▸ WHAT IS REQUIRED:
Begin with the line that contains "Practice step: find the potted" and transcribe each line after it, up to and including the last line of the listing below.

(Photo-based point labeling data)
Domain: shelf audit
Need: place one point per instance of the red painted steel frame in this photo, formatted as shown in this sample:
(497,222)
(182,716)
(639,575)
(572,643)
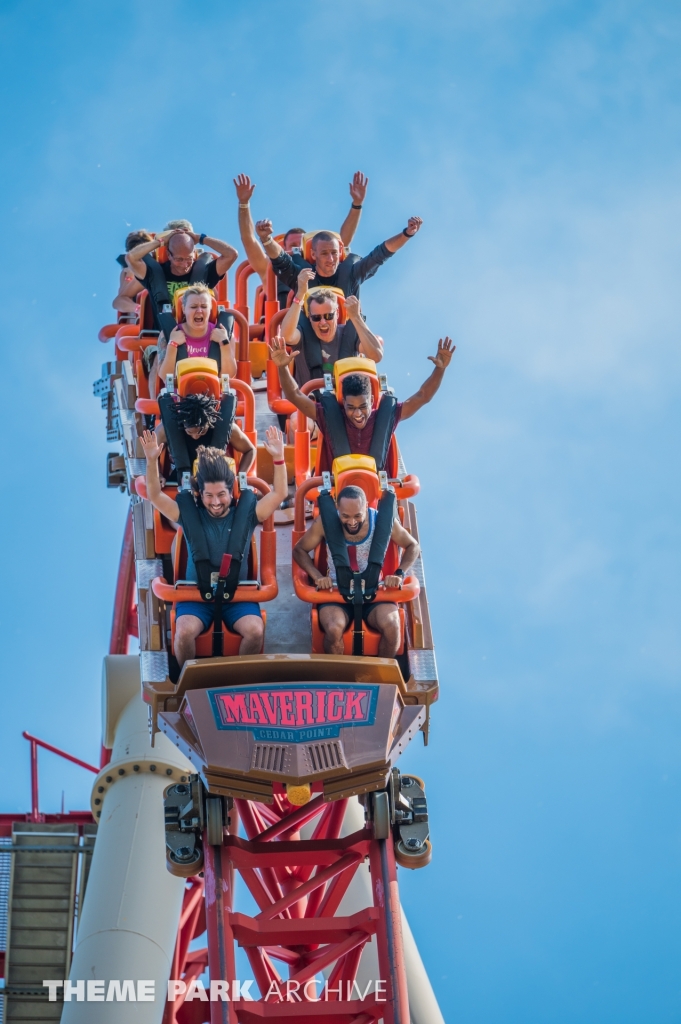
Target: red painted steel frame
(298,886)
(125,617)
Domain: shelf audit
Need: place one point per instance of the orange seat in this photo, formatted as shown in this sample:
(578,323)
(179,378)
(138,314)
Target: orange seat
(198,376)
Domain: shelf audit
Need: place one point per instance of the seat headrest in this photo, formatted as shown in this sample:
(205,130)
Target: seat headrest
(356,365)
(307,243)
(340,297)
(357,471)
(198,376)
(179,312)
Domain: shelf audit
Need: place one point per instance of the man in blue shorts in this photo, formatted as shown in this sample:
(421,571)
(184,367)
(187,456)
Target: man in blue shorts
(358,522)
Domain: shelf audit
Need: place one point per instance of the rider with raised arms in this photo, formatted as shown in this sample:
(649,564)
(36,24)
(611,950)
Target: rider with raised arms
(358,523)
(210,515)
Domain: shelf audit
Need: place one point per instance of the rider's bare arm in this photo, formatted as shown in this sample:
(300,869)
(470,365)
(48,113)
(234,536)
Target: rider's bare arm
(445,350)
(129,287)
(289,328)
(264,229)
(254,253)
(135,256)
(159,500)
(227,253)
(357,195)
(283,360)
(370,344)
(411,551)
(241,442)
(301,555)
(397,241)
(273,441)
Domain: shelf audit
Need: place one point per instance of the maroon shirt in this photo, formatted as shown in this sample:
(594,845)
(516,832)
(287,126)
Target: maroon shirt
(360,440)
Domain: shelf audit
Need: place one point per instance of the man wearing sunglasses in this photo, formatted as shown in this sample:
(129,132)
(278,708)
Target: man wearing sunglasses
(359,414)
(318,338)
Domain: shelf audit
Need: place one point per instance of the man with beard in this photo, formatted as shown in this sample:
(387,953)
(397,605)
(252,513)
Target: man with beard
(317,336)
(358,523)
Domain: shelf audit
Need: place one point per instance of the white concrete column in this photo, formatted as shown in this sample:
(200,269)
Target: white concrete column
(129,921)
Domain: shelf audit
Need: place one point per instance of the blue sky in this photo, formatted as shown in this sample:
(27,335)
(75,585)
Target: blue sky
(540,142)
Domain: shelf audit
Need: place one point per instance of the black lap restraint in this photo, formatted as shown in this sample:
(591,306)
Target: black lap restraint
(357,588)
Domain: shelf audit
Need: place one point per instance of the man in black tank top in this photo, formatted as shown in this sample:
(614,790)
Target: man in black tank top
(318,338)
(330,271)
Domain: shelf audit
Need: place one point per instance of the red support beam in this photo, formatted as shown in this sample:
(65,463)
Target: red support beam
(298,886)
(125,593)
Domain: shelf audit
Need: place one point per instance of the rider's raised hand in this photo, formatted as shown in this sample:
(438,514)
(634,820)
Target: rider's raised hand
(278,352)
(274,442)
(244,187)
(151,446)
(445,350)
(304,278)
(358,187)
(264,229)
(413,225)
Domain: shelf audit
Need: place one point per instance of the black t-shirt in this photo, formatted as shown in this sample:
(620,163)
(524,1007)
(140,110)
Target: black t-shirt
(175,282)
(349,275)
(217,537)
(317,357)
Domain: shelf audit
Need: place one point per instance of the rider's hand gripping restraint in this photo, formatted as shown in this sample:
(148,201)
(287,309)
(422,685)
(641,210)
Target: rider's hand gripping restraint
(357,588)
(227,581)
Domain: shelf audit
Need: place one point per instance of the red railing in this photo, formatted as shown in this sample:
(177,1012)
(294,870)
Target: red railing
(35,743)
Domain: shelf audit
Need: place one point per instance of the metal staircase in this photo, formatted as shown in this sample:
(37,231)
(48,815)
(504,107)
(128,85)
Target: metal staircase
(48,870)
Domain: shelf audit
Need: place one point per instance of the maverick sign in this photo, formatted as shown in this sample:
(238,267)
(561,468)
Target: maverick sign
(297,713)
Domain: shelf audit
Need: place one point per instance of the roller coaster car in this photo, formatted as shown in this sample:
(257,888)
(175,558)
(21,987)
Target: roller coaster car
(261,725)
(298,725)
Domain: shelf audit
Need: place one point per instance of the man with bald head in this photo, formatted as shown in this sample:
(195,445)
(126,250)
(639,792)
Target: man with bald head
(184,266)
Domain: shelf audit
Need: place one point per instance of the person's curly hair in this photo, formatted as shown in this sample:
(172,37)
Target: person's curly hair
(198,411)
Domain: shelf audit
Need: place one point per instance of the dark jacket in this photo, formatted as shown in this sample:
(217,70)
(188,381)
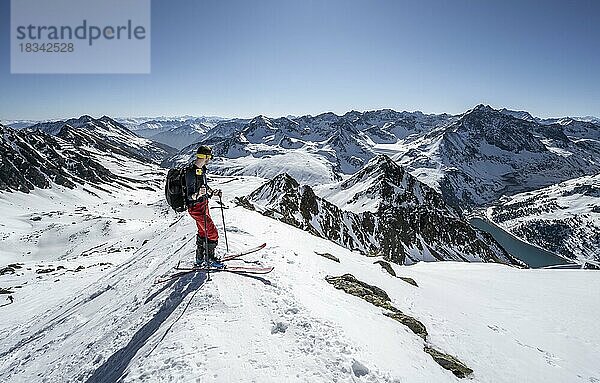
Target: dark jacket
(194,182)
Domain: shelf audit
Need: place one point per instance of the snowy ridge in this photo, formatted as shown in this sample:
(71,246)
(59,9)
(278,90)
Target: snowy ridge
(37,160)
(487,153)
(563,218)
(407,223)
(107,135)
(110,323)
(472,159)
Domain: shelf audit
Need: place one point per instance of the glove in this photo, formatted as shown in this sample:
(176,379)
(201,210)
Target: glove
(201,193)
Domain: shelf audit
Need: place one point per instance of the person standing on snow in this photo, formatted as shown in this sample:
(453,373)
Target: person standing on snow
(197,195)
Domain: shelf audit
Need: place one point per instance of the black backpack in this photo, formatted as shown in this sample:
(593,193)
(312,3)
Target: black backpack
(175,189)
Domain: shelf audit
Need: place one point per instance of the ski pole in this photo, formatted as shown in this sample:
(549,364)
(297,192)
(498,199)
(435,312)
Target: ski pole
(206,244)
(224,228)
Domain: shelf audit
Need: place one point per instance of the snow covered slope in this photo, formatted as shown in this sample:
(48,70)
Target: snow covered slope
(394,215)
(487,153)
(472,159)
(106,135)
(86,308)
(563,218)
(36,159)
(332,144)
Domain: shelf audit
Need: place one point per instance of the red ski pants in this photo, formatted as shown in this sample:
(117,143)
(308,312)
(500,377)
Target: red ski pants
(199,212)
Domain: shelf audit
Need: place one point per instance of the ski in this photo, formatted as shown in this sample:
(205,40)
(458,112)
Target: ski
(229,257)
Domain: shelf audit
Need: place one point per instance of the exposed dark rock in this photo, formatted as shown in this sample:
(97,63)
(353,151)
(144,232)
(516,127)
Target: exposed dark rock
(376,296)
(372,294)
(409,280)
(414,325)
(10,269)
(44,271)
(386,266)
(449,362)
(33,159)
(410,216)
(329,256)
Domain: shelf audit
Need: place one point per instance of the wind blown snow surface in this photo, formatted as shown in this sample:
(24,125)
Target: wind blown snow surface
(97,316)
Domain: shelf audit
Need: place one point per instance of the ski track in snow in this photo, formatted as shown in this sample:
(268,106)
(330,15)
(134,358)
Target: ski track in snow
(114,324)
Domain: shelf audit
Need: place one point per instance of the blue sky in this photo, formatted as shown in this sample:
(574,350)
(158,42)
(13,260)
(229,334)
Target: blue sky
(279,57)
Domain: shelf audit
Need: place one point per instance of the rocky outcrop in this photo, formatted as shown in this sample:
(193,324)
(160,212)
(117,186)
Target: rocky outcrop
(378,297)
(411,222)
(449,362)
(36,159)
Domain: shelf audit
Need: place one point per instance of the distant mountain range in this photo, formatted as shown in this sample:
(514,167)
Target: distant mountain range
(563,218)
(386,199)
(461,162)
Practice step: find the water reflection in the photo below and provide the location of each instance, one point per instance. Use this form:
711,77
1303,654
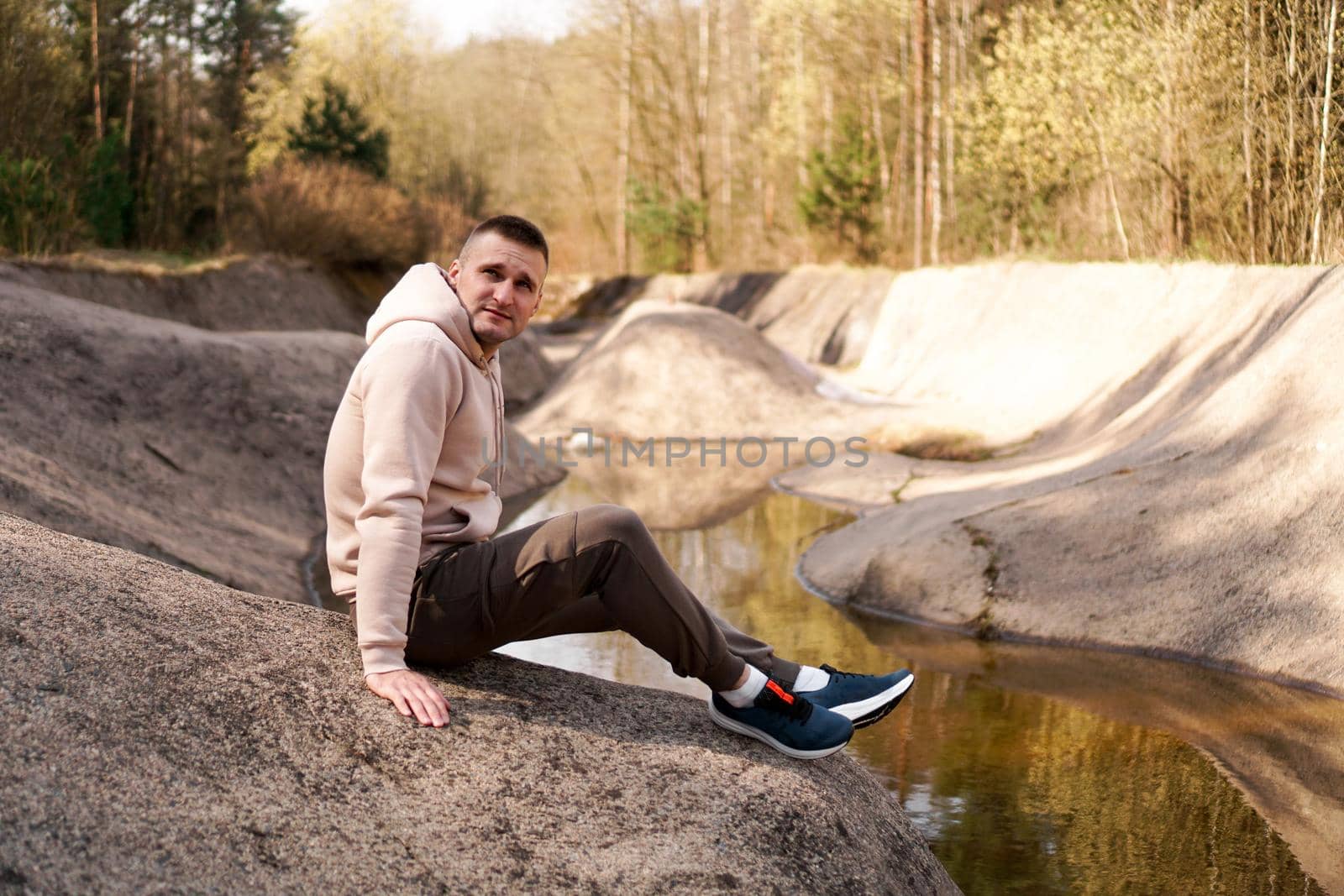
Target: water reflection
1016,790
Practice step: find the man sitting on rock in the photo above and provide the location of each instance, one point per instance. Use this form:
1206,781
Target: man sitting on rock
410,516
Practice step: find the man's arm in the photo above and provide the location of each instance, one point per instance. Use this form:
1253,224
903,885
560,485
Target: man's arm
409,389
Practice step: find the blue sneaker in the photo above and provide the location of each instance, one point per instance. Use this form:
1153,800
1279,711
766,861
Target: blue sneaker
786,721
862,699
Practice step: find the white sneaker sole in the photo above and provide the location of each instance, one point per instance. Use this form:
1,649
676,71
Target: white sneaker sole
732,725
864,712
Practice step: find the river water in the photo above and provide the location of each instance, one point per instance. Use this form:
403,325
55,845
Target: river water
1030,770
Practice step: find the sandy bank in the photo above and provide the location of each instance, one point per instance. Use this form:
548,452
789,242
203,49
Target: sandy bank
1166,437
1180,497
138,758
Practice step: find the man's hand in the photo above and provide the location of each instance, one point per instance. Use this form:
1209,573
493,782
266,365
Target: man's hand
412,694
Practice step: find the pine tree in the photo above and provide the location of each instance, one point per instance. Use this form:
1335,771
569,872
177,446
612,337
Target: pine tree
335,128
843,192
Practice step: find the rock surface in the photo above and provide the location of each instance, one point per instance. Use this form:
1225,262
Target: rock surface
165,732
199,448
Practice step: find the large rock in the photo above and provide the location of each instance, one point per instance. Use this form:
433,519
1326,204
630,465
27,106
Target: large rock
167,734
198,448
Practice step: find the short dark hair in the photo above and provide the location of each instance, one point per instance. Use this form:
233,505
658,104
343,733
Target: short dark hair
519,230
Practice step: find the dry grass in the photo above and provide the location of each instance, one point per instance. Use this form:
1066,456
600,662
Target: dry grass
340,217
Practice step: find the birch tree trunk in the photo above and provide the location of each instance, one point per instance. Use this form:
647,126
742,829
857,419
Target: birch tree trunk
917,38
97,76
934,130
622,150
1326,132
1247,127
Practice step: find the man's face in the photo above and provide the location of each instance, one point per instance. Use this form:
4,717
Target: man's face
501,284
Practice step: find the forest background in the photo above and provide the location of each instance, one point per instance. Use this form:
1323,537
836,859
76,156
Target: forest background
667,134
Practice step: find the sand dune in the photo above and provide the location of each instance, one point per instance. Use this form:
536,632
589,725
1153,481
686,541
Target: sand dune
167,734
1180,497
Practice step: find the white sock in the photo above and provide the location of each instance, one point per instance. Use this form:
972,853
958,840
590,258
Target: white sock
746,694
811,679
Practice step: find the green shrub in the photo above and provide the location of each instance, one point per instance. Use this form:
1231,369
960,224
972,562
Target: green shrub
105,196
37,206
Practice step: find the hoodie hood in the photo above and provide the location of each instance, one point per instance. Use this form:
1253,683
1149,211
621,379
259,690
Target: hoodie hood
423,295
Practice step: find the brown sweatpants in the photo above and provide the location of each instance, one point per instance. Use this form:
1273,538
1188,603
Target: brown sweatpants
593,570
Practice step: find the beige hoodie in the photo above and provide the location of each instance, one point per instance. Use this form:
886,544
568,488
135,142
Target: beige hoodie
421,421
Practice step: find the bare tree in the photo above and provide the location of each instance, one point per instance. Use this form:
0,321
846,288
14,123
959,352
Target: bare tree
1327,97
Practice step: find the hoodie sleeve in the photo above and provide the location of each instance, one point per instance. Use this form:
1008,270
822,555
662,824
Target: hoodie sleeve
407,391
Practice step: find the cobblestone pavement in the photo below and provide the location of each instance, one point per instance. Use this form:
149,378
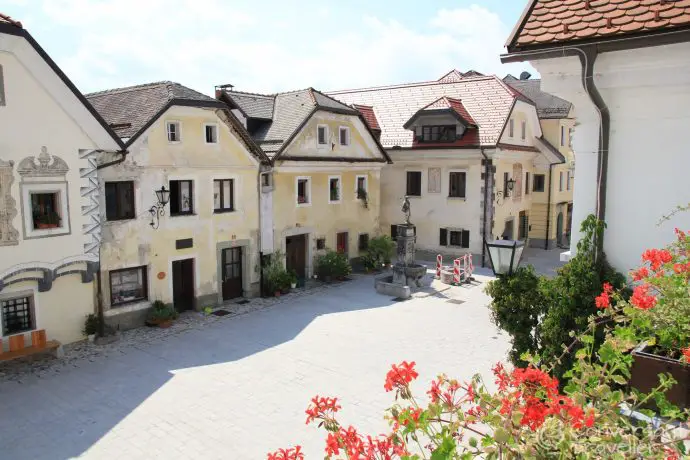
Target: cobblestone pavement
236,386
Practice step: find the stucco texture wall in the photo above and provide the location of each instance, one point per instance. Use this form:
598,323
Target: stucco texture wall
434,210
320,218
153,163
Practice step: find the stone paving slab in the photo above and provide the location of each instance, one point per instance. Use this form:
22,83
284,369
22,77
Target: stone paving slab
236,387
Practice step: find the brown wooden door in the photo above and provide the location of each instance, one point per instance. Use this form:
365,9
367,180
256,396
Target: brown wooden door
183,284
342,243
232,273
296,254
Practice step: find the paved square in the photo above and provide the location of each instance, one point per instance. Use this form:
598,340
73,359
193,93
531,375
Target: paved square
239,387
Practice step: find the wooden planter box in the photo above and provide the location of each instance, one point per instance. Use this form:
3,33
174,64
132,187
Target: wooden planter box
645,375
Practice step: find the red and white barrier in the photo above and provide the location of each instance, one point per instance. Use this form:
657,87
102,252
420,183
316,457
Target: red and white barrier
456,271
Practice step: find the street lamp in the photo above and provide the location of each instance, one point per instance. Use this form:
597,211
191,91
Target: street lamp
158,210
504,255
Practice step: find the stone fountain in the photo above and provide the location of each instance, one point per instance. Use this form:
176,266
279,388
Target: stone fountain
407,274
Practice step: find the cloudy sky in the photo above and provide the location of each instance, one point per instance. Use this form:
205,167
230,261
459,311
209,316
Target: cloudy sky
268,45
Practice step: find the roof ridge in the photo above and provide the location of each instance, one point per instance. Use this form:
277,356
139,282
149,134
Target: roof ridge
413,84
129,88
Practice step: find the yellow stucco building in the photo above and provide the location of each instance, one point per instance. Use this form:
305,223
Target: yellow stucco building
551,186
326,170
203,247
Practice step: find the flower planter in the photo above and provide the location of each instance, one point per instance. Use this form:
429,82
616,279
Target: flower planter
646,368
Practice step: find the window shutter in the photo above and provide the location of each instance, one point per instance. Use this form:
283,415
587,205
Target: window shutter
443,237
465,240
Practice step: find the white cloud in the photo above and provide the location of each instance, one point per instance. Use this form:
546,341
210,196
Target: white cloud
200,43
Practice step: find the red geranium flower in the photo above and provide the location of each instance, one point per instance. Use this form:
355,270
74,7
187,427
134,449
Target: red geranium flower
400,375
294,453
657,257
641,297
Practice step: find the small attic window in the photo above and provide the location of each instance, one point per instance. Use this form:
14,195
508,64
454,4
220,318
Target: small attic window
442,133
322,134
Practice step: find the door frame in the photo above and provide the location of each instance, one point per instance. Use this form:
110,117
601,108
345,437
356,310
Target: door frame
245,246
195,258
309,232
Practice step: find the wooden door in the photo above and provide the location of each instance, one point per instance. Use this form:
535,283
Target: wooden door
231,271
296,254
183,284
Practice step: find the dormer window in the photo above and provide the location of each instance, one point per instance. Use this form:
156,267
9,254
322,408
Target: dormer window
322,134
441,133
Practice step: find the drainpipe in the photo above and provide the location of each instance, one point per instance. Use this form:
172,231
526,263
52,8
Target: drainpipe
487,170
99,290
548,208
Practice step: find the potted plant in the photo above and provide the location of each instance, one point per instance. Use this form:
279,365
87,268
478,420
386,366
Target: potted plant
161,315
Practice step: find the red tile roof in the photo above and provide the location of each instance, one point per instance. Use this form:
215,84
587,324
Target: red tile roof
559,21
4,19
368,112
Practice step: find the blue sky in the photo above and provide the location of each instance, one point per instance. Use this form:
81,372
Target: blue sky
268,45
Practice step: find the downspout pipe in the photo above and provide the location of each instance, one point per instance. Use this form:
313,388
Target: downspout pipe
548,208
99,290
487,170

▸ RESULT OF THIS EXERCISE:
Practice step: find the potted plant in the photo above and provide the location of each instance, one point per instance. Use this form:
279,365
87,268
478,420
386,366
Target: potted plant
161,315
Practice step: find the red tile roof in the photo above and provide the location of each instance, one point per instance. Use this form:
215,84
587,324
Target: red tile roof
559,21
4,19
368,112
Practice step: find the blue sky in the photo above and provide the location of each instance, one point per instance. Use this form:
81,372
Target: blue sky
268,45
Practice step: find the downspout pipe in the photo above and provide the location of each instance, one point per instance. Use this form:
313,388
Target: downspout pipe
548,208
99,290
487,170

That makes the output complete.